> _Materials provided_:
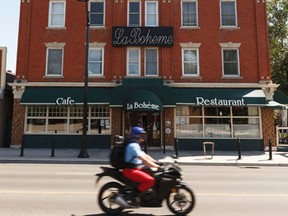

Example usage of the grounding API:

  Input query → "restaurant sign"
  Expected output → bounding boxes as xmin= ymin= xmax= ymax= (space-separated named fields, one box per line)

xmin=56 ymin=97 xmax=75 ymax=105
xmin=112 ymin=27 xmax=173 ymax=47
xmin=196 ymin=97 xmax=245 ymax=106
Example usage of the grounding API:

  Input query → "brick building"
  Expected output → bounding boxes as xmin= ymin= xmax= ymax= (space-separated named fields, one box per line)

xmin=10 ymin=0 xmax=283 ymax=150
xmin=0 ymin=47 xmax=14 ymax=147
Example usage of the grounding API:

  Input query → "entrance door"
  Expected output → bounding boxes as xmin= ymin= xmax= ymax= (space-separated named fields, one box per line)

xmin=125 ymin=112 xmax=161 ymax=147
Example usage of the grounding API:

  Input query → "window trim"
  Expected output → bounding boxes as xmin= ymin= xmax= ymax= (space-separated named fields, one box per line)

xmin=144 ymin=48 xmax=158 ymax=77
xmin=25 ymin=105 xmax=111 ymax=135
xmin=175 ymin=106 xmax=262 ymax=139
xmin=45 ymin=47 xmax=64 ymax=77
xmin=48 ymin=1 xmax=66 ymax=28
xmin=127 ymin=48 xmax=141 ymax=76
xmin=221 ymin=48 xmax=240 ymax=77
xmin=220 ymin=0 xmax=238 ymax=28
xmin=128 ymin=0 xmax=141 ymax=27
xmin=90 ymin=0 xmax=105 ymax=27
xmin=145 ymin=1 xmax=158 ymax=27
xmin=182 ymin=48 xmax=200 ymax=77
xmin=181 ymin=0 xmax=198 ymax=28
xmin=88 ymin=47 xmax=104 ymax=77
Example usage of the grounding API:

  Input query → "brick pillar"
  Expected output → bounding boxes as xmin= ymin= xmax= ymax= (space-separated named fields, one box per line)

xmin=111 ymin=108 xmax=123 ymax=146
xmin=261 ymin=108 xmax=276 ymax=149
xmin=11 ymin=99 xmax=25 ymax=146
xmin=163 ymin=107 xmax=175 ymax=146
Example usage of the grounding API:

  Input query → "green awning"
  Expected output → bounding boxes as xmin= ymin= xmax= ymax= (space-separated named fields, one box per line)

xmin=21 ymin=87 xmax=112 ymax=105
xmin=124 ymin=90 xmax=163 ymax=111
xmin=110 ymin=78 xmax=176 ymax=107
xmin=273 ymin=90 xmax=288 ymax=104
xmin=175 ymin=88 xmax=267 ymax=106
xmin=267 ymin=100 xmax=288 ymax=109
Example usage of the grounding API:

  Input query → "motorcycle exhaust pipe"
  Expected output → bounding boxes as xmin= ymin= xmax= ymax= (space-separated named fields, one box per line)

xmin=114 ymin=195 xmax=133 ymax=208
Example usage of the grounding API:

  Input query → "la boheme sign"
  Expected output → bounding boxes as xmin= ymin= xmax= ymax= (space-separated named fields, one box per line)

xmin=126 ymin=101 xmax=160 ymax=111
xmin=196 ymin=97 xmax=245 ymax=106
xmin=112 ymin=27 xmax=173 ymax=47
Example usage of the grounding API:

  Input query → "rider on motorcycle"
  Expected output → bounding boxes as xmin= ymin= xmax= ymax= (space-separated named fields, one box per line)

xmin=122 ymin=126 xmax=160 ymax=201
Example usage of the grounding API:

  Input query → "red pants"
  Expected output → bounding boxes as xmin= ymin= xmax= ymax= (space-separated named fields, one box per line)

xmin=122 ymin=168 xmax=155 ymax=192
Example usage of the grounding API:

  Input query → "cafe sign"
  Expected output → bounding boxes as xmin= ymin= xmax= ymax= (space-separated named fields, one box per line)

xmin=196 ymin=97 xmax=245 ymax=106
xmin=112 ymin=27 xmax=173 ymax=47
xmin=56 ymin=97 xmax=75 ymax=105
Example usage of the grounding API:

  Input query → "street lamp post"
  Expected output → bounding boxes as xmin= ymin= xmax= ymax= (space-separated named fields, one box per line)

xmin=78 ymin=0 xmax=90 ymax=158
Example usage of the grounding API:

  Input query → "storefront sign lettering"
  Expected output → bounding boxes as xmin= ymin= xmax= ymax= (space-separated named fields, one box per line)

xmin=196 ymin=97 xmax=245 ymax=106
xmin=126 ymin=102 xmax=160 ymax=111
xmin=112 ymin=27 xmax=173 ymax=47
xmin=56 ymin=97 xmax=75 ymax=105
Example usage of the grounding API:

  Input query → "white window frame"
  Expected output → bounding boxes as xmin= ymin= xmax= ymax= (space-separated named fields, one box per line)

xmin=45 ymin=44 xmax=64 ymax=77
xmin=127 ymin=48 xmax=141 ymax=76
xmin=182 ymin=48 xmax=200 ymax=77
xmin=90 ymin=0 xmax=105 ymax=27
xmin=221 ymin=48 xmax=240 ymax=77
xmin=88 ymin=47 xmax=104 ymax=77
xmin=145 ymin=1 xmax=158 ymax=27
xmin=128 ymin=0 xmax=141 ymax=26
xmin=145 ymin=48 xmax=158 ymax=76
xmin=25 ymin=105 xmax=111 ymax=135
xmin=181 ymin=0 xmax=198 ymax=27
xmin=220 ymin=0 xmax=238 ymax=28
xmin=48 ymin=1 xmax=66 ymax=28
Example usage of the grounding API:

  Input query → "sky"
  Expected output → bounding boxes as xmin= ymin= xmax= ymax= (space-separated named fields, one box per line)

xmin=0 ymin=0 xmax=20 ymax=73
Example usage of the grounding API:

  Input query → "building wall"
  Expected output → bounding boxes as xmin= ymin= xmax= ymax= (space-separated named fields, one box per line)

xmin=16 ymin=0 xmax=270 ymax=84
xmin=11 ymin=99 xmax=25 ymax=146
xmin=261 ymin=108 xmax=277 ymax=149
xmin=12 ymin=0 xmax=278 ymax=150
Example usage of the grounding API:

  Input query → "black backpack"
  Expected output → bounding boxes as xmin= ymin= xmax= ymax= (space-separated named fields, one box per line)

> _Exercise_: Where the material contains a line with "window", return that line.

> _Task result_:
  Input query → "window trim"
  Input query → "white window frame"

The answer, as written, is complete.